— Start of TASK INPUT —

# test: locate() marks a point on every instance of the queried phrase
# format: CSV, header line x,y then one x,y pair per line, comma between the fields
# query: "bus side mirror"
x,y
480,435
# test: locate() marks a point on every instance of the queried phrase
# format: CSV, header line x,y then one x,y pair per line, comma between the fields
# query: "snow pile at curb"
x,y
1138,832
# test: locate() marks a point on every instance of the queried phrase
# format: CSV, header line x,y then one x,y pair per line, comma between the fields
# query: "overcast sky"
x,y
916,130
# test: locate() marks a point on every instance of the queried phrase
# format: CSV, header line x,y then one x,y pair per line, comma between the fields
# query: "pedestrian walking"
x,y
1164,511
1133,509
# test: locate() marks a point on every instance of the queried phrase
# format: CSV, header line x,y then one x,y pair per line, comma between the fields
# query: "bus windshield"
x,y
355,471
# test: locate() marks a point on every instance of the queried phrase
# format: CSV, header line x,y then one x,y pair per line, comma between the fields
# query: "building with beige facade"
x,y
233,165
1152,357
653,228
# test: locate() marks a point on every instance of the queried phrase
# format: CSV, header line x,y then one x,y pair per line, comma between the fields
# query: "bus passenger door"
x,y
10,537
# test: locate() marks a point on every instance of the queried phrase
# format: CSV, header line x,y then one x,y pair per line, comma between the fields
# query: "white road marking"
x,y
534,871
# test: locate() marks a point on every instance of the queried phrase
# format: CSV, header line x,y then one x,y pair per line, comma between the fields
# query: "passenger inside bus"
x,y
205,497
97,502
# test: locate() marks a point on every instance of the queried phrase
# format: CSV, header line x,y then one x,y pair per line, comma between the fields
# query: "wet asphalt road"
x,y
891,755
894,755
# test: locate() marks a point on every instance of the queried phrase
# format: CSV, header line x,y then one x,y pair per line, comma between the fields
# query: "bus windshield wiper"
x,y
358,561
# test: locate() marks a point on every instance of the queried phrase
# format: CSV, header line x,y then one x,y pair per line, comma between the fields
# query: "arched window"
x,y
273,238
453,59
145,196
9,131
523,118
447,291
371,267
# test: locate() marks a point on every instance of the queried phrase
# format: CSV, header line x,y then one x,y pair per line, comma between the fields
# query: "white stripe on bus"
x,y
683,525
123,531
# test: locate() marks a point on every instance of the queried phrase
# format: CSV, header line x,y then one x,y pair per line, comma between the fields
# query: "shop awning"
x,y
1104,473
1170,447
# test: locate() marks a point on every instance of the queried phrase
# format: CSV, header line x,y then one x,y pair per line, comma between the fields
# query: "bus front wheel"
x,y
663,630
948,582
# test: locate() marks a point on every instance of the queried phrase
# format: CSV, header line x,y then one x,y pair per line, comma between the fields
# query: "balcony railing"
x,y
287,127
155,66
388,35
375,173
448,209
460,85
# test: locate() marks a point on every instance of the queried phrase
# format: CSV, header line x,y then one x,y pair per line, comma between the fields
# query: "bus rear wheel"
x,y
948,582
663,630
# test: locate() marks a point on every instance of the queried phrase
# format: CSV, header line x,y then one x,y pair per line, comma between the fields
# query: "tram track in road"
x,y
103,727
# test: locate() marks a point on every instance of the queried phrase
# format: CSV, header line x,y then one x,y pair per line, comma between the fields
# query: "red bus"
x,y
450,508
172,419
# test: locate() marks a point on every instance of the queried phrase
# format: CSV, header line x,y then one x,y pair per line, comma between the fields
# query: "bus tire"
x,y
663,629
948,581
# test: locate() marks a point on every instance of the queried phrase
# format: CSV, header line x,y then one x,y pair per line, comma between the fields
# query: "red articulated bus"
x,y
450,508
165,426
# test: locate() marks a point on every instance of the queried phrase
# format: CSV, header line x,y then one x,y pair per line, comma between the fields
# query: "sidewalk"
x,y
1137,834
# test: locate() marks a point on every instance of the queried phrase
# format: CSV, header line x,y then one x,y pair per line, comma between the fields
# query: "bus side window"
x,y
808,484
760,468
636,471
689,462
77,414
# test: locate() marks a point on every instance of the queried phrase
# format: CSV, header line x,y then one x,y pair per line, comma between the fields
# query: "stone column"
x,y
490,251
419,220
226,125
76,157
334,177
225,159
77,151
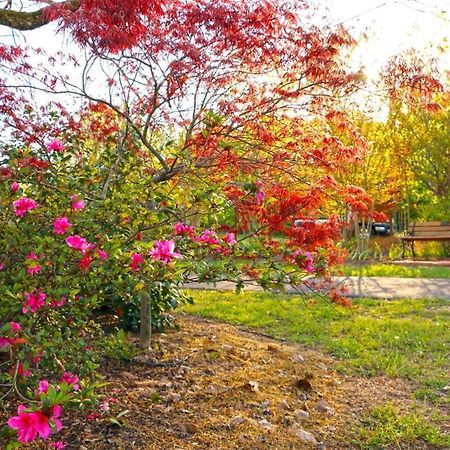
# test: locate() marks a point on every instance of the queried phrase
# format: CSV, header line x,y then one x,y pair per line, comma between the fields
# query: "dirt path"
x,y
231,389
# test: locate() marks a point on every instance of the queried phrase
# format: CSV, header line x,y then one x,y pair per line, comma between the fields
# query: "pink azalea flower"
x,y
181,228
305,259
37,358
59,303
34,301
23,205
4,342
15,326
85,262
103,255
77,204
104,406
136,261
42,387
33,267
70,378
61,225
208,237
164,251
31,424
78,243
55,146
22,371
230,239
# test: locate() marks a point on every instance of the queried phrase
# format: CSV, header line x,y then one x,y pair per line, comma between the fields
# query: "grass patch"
x,y
388,427
393,270
401,338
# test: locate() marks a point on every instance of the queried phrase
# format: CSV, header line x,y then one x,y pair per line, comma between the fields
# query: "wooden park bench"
x,y
426,231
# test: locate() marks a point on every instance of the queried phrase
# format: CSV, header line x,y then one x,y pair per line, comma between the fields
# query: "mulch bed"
x,y
214,386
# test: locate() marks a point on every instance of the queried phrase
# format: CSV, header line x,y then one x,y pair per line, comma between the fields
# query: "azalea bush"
x,y
179,166
75,248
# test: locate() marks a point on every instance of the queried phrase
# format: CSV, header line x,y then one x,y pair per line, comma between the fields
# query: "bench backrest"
x,y
429,229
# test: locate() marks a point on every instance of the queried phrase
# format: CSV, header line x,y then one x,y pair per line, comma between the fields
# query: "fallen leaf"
x,y
303,384
252,386
187,427
323,406
302,434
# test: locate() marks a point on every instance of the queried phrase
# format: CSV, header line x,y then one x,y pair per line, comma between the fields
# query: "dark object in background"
x,y
381,229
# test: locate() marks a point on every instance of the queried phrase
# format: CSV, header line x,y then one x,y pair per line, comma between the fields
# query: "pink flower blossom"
x,y
61,225
34,301
78,243
23,205
71,379
55,146
208,237
59,303
136,261
181,228
77,204
104,406
164,251
42,387
305,259
15,326
22,371
85,262
31,424
37,358
230,239
33,267
103,255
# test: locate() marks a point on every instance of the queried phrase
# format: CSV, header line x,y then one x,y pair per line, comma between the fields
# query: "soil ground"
x,y
225,388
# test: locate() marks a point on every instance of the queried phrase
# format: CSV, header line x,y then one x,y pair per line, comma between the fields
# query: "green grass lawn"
x,y
393,270
401,338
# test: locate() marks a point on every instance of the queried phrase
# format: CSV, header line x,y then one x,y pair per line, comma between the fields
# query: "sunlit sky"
x,y
393,26
390,26
383,28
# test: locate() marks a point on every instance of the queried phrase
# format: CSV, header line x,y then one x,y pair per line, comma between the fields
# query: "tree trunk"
x,y
145,336
24,21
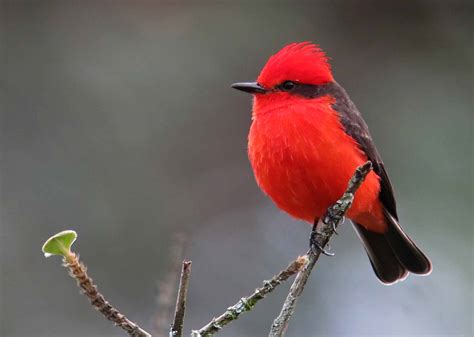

— End of TASK INPUT —

- SHORT PROBLEM:
Gather every line above that contains the word "azalea", and copy each of those lines in full.

- FINISHED EXERCISE:
# query: "pink azalea flower"
# query: "azalea bush"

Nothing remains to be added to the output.